WRITTEN TASK |
List every line in the records below that contains the word "metal", copying each such line in full.

━━━━━━━━

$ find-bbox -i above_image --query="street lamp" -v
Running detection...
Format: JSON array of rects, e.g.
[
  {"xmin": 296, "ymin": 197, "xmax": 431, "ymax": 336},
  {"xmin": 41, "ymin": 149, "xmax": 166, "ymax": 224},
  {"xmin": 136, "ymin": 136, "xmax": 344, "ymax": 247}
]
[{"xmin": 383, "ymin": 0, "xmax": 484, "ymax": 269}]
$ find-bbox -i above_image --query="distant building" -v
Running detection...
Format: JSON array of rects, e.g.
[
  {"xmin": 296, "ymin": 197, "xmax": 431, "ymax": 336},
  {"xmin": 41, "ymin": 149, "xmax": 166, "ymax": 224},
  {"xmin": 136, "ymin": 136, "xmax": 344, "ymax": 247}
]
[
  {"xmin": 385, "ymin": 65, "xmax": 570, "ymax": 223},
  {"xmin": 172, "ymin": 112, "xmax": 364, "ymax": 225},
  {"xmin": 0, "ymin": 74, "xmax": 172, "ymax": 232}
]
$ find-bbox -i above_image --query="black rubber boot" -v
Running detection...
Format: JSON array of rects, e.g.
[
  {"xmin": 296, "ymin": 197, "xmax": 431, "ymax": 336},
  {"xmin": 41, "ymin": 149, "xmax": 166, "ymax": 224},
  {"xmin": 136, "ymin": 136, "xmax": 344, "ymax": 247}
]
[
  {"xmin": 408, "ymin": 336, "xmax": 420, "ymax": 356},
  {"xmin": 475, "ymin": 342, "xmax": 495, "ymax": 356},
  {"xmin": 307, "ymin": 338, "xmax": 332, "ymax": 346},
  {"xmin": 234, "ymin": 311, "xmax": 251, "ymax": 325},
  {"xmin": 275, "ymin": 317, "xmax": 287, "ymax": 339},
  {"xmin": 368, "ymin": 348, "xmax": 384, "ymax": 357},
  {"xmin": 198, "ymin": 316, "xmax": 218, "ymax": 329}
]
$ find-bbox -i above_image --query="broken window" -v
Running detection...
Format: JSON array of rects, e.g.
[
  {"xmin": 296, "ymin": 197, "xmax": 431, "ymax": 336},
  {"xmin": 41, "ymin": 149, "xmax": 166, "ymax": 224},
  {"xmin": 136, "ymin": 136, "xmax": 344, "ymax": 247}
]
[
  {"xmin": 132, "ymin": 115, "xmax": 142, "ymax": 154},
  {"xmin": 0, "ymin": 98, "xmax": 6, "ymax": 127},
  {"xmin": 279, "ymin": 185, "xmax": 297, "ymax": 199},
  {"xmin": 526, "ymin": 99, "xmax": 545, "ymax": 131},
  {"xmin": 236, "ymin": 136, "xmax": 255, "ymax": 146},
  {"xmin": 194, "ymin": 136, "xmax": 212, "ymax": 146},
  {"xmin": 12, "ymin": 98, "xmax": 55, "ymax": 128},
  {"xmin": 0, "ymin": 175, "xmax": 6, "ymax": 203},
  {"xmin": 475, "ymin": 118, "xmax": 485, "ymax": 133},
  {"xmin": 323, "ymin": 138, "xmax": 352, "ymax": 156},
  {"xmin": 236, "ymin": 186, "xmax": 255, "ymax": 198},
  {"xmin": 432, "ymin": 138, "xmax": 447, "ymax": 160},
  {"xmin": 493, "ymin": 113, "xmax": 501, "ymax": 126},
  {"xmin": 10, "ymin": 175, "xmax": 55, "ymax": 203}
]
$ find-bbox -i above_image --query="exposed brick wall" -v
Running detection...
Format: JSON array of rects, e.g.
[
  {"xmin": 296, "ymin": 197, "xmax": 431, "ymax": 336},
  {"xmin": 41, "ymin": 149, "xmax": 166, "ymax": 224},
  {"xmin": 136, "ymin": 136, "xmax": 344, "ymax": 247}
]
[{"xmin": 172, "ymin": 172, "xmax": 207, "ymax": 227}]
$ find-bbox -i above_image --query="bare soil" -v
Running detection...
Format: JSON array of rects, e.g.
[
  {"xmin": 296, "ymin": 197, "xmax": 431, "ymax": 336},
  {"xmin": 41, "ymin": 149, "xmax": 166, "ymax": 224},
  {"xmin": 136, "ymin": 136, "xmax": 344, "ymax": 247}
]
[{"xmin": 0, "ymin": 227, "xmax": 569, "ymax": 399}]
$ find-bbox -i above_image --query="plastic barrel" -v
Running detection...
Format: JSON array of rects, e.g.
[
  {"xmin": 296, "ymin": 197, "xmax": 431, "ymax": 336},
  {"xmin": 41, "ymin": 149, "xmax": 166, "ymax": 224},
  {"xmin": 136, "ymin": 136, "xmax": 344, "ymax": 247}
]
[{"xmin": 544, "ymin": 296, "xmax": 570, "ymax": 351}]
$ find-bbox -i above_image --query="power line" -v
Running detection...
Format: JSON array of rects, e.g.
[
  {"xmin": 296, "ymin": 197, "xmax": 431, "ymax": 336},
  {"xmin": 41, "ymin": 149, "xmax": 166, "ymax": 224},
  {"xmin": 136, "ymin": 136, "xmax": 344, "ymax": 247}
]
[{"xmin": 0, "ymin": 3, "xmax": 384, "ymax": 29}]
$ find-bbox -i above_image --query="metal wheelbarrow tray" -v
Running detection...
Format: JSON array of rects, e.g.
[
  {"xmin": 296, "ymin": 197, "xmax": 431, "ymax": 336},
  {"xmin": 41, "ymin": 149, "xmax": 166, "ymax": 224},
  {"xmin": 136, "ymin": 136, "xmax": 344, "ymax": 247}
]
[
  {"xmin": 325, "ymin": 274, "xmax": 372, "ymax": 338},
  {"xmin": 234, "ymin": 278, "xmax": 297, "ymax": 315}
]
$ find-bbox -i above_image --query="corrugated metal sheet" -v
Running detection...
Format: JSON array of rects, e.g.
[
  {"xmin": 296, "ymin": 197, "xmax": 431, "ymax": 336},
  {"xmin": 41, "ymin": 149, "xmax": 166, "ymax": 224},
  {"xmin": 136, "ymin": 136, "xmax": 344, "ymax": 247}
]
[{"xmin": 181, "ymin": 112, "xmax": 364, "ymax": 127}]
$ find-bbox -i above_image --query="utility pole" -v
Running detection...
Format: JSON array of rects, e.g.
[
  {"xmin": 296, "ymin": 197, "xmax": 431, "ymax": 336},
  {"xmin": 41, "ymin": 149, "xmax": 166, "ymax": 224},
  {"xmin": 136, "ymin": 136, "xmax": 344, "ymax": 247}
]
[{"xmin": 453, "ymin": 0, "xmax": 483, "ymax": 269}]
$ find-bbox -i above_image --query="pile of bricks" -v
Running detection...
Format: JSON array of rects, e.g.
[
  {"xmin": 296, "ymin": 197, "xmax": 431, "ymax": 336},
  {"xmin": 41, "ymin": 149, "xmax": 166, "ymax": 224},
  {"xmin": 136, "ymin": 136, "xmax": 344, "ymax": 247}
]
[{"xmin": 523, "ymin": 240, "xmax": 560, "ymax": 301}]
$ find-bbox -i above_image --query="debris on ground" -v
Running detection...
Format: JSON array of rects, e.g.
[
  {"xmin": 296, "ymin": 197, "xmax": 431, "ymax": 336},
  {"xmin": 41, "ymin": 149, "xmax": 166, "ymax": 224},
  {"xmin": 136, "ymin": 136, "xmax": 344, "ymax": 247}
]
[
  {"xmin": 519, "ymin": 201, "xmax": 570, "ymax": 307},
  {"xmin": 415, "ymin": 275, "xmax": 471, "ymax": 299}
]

━━━━━━━━

REPLY TO THE EXERCISE |
$ find-bbox -i above_image --query="metal wheelbarrow tray" -v
$ find-bbox -i above_image --query="corrugated metal sheet" -v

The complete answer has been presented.